For her latest novel, Booker-shortlisted author Karen Joy Fowler has looked back into her native country’s history during the troubled years of the middle of the 19th century through the eyes of one of its most extraordinary families.

The patriarch of a veritable acting dynasty was Junius Brutus Booth, one of the foremost Shakespearean actors of his day and a character, in every sense of the word.

Like so many members of his family, the vegetarian humanist Booth lived up to the somewhat derogatory description of actors as rogues and vagabonds, addicted to alcohol, plaudits and the drug of performance.

Having started life on the English stage and struggling to win a commercial and artistic duel with Edmund Kean, he decamped for the New World, settling in and around the country’s second city at the time, Baltimore, Maryland.

Not only was the thespian leaving the English stage behind but by decamping with his dedicated, self-effacing wife and starting a family that would eventually number 10, though four died in infancy, Booth also left behind a scandal that came back to haunt him with highly publicised accusations of bigamy.

For the most part, the tale of the consistently unconventional Booth family is told through the eyes of three of those children, career spinster Rosalie a.k.a. “Poor Rose the invalid sister”, Edwin, a shy introvert who eventually became such a fine actor and impresario that he achieved fame and fortune as “America’s Hamlet”, and combative sister Asia, a real handful but always loving beneath the bluster.

--

** GIVEN PROBLEM 1 **
According to the review, where did Junius Brutus Booth settle after leaving England?
** GIVEN PROBLEM 2 **
Please explain, using the review, why Junius Brutus Booth moved from the English stage to the New World.
** GIVEN PROBLEM 3 **
Resume the review of the Booth family novel after its last sentence.
The listing is separate material with no connection to the review.

** SUPPLIED MATERIAL **
--

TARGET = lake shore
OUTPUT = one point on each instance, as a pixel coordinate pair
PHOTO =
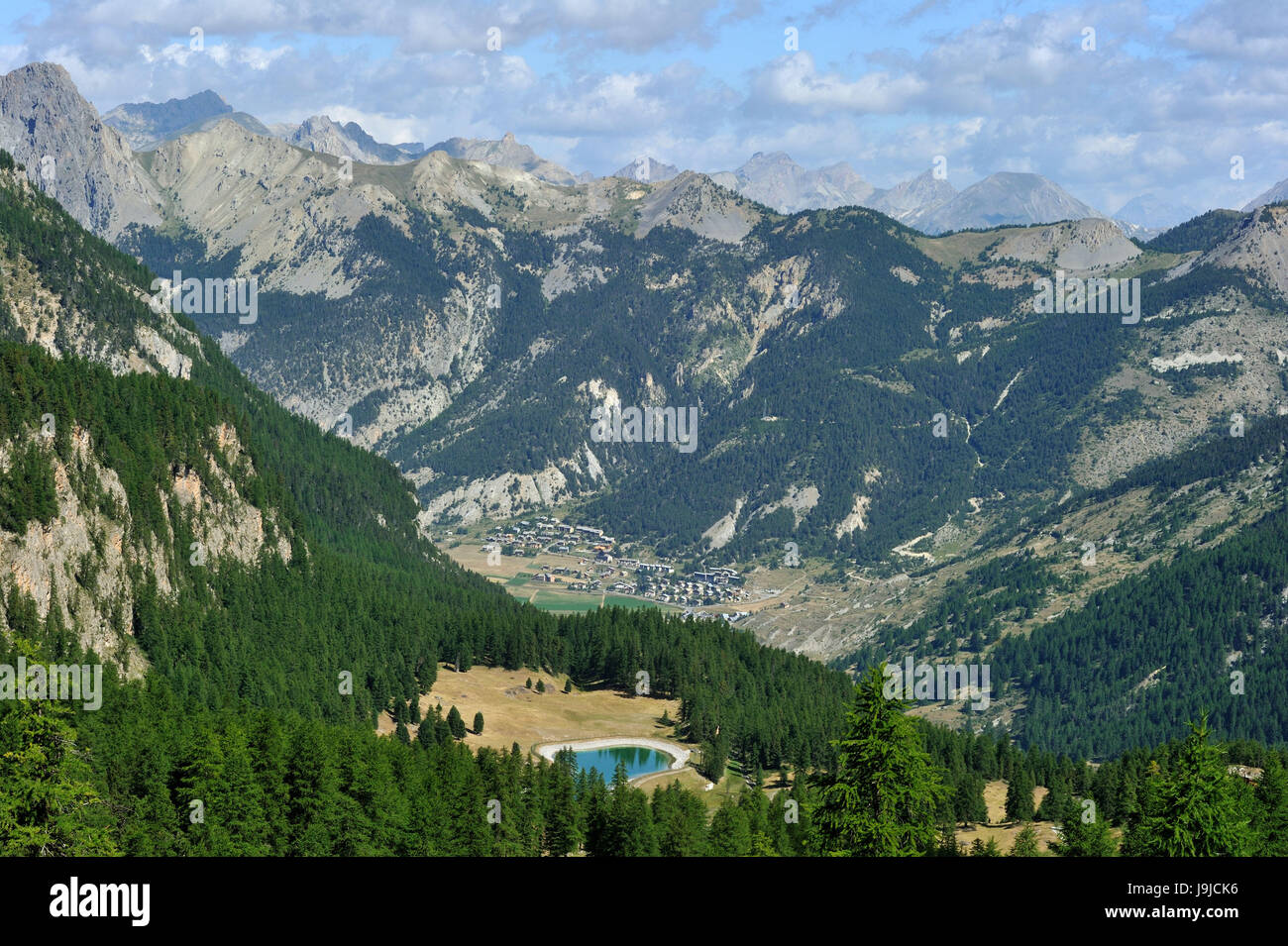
(548, 751)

--

** TASK OUTPUT 1 **
He settled in and around Baltimore, Maryland, which was then the country's second city.

** TASK OUTPUT 2 **
He had started his career on the English stage and was struggling to win a commercial and artistic duel with Edmund Kean. So he left for the New World.

** TASK OUTPUT 3 **
In many ways, the second generation were all chips off the old block, mostly loving their drink, wasting money whenever it appeared but often able to make more thanks to their unique popular skills.

For them, theatre and particularly Shakespeare was a driving force, everyone throwing out Bardic quotes as casually as youngsters today might utter “likes” and “you knows”.

Although he is rarely the central focus, another son, Johnny, is constantly nipping at his siblings’ heels, desperate to become an actor even though he hasn’t the skills of father or several brothers, and enthusiastically throwing himself into every activity, including the beds of far too many women.

Karen Joy Fowler convincingly depicts the childhood adventures of the family members but at the same time keeps an eye on history in a country where slavery is causing dissension, generally by periodically focusing on the activities of an upcoming politician, Abraham Lincoln.

The slavery itself is brought down to a personal level by observation of those who work for the Booths, not slave owners themselves but still willing to utilise the services of those who are.

One doesn’t need to have detailed knowledge of American history to know that before the end of the story, Abraham Lincoln and John Wilkes Booth will take centre stage with devastating consequences for all involved.

Booth manages to combine its interests with great skill, depicting slavery and all of its horrors accurately, while also showing the political consequences as those in the Union tentatively seeking abolition, while south of what would become the Mason Dixon Line, many were willing to fight to the death for the right to own what they regarded as barely human labour.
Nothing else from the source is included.